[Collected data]
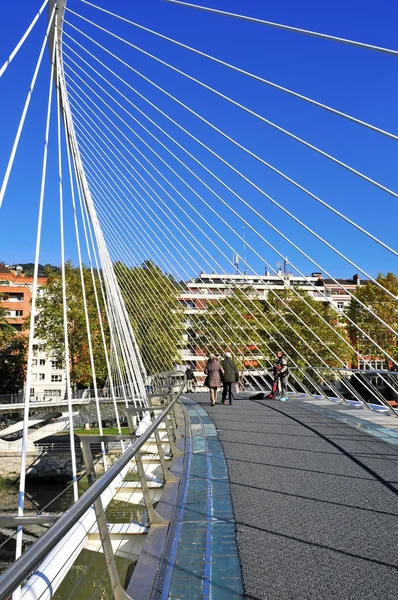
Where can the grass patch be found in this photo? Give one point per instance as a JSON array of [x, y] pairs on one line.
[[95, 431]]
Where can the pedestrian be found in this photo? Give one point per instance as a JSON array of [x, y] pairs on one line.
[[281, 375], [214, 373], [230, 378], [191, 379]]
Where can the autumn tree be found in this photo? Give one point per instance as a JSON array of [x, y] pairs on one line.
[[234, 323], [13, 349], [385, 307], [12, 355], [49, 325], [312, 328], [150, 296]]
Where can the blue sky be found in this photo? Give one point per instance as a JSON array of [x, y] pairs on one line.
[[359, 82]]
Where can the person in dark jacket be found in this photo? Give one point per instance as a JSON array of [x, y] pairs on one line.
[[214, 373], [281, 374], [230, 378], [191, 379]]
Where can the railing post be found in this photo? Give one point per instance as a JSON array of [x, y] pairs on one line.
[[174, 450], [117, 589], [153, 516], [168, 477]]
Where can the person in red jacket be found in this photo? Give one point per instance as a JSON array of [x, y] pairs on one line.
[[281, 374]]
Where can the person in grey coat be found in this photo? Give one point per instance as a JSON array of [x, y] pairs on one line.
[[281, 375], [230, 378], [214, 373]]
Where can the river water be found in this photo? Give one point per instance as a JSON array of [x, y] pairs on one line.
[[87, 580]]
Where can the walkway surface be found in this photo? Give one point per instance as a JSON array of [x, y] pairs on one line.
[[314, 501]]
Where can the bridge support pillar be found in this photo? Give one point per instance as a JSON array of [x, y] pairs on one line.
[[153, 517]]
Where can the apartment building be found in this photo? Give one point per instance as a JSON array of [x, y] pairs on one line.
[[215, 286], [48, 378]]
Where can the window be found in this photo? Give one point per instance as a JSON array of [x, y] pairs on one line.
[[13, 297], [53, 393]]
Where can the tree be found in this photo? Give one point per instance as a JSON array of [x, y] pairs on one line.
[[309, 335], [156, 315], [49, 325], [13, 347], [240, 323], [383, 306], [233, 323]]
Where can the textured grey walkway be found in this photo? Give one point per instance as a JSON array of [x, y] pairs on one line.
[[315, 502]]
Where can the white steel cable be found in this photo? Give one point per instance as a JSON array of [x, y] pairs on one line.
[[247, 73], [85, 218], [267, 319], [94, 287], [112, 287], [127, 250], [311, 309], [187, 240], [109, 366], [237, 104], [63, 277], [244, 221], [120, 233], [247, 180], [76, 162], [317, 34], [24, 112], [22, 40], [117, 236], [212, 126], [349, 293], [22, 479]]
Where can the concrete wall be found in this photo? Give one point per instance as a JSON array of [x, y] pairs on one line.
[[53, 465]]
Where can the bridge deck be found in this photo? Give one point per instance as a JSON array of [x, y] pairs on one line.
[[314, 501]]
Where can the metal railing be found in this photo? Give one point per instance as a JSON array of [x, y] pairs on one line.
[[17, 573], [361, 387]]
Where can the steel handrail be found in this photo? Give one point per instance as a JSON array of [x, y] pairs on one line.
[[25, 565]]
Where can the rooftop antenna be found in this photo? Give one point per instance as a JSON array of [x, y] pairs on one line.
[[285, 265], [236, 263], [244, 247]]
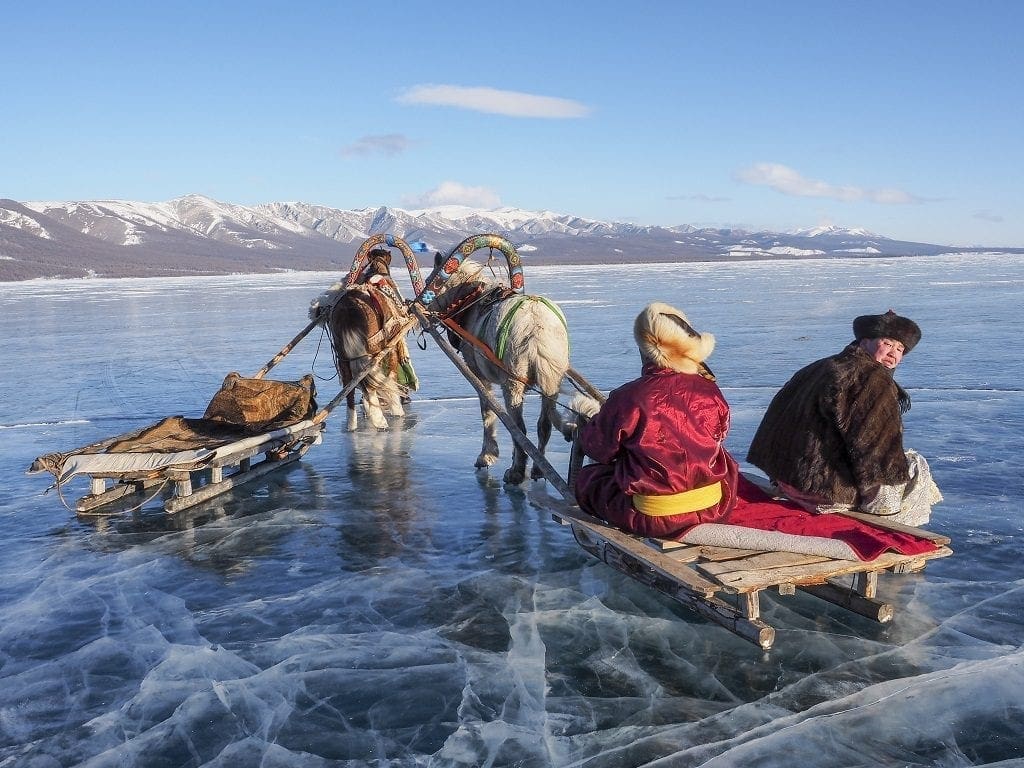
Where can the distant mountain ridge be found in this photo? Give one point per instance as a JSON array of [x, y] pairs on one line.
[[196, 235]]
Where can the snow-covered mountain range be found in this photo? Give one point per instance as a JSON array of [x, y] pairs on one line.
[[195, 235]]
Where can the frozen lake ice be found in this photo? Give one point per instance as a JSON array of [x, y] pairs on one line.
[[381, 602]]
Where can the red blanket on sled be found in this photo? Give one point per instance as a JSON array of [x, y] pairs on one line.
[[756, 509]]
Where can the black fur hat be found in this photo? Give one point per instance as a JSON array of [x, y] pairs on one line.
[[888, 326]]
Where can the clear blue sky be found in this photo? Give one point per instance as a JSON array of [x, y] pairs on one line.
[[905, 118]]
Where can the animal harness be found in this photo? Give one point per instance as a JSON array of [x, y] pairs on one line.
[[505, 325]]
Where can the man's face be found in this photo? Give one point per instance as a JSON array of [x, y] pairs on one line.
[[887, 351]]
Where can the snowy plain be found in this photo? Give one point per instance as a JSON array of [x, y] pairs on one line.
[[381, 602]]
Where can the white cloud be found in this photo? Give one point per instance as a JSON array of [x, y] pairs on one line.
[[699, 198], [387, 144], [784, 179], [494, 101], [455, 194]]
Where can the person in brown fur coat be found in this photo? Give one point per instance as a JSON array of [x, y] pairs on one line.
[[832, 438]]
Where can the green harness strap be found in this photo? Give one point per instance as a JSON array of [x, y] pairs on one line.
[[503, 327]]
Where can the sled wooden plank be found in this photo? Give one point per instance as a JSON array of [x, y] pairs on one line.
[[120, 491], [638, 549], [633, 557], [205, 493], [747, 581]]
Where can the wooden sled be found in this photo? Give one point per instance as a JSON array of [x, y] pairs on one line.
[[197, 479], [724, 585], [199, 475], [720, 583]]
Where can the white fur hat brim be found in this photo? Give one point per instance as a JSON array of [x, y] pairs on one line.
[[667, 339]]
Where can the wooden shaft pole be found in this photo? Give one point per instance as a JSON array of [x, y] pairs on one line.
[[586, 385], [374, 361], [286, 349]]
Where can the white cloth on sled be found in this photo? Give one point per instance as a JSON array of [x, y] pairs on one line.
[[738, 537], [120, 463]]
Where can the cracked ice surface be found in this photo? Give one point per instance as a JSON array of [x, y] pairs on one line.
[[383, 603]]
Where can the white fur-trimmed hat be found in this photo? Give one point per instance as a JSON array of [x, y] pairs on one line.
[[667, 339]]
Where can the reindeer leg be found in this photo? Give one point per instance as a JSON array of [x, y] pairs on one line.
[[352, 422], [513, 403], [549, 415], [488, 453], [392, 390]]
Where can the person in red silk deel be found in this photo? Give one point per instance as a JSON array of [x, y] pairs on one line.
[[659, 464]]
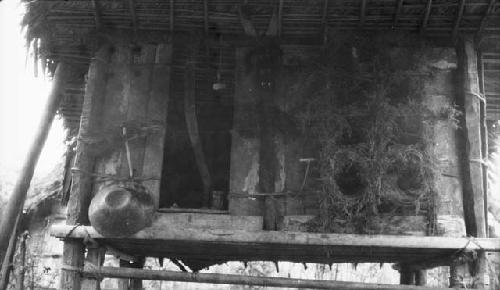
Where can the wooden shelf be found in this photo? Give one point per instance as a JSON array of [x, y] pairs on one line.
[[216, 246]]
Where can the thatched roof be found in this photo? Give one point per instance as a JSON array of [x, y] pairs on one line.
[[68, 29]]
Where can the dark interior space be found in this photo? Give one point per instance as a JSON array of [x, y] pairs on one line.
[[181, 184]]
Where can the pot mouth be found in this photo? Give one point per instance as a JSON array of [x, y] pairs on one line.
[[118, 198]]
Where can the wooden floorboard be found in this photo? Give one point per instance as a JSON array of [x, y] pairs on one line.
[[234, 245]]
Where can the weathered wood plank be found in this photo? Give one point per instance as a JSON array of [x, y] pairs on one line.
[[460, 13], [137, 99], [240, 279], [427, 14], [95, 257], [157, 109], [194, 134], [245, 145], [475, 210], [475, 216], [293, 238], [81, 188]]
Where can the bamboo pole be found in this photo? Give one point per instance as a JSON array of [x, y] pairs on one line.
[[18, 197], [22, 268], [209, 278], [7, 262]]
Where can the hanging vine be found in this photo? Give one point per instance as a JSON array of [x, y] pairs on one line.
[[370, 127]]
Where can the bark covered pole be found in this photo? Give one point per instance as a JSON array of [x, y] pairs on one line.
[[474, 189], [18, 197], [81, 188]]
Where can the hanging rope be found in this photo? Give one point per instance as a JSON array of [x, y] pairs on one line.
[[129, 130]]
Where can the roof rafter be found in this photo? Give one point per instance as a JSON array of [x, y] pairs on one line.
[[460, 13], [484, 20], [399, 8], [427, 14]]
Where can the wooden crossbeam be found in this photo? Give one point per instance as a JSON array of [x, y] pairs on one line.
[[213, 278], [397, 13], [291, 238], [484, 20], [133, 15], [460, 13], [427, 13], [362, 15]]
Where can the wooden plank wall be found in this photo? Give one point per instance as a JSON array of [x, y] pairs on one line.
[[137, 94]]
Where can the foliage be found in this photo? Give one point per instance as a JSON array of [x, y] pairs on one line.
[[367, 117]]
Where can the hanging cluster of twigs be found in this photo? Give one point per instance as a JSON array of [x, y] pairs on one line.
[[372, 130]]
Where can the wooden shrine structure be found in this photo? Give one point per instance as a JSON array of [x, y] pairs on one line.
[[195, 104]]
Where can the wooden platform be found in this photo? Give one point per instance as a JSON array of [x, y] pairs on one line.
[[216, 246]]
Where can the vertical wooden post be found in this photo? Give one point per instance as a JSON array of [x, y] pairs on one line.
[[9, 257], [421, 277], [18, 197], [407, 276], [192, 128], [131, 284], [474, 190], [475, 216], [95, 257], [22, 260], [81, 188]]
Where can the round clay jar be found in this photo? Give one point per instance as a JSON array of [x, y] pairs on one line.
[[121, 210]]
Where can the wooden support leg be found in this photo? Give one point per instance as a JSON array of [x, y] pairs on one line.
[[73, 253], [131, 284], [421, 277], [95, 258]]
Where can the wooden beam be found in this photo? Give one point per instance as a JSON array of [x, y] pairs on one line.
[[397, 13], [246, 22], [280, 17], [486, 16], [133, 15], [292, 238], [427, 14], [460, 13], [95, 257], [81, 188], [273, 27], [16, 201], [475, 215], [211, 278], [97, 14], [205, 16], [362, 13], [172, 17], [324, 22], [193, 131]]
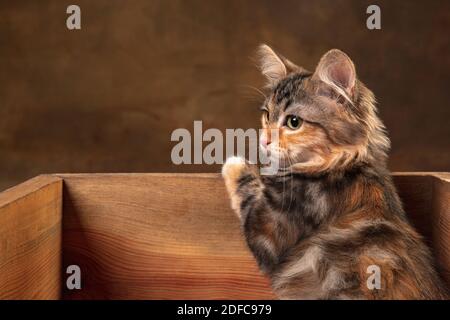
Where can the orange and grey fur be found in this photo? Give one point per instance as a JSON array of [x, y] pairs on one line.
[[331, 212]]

Work instruction » Pictures stay out of this copy. Retype exactly the lines from the one with "Where can the wooden platform" through the last line of the data, both ends included, and nothing more.

Reply »
Where can the wooden platform be found in this photo? Give one point per instance as a JSON array of [x, y] pairs on one line.
[[216, 246]]
Where can the vertical wooden post be found in this photo? Give one point per instance as a JSON array of [x, y] pairs on one line.
[[9, 257], [421, 277], [18, 197], [407, 276], [192, 128], [131, 284], [474, 190], [475, 216], [95, 257], [22, 260], [81, 188]]
Where can the round clay jar be found in this photo? Give one point per instance as a JSON array of [x, y] pairs on one line.
[[121, 210]]
Where can the wooden support leg be found in this photo? Give one point per instance as a JSON array of [x, y] pairs on one line.
[[73, 253], [131, 284], [421, 277], [95, 258]]
Where can the wooden beam be found in this photo? Give one point per instance as a JSON array of [x, y] pairs on one line.
[[397, 13], [246, 22], [280, 17], [486, 16], [133, 15], [292, 238], [427, 14], [460, 13], [95, 257], [81, 188], [273, 27], [16, 201], [475, 215], [211, 278], [97, 14], [205, 16], [362, 13], [172, 17], [324, 22], [193, 131]]
Where can the orange and grey fur be found in this photo? Give one point per instance as a JSON array of [x, y] pairs on one line.
[[331, 212]]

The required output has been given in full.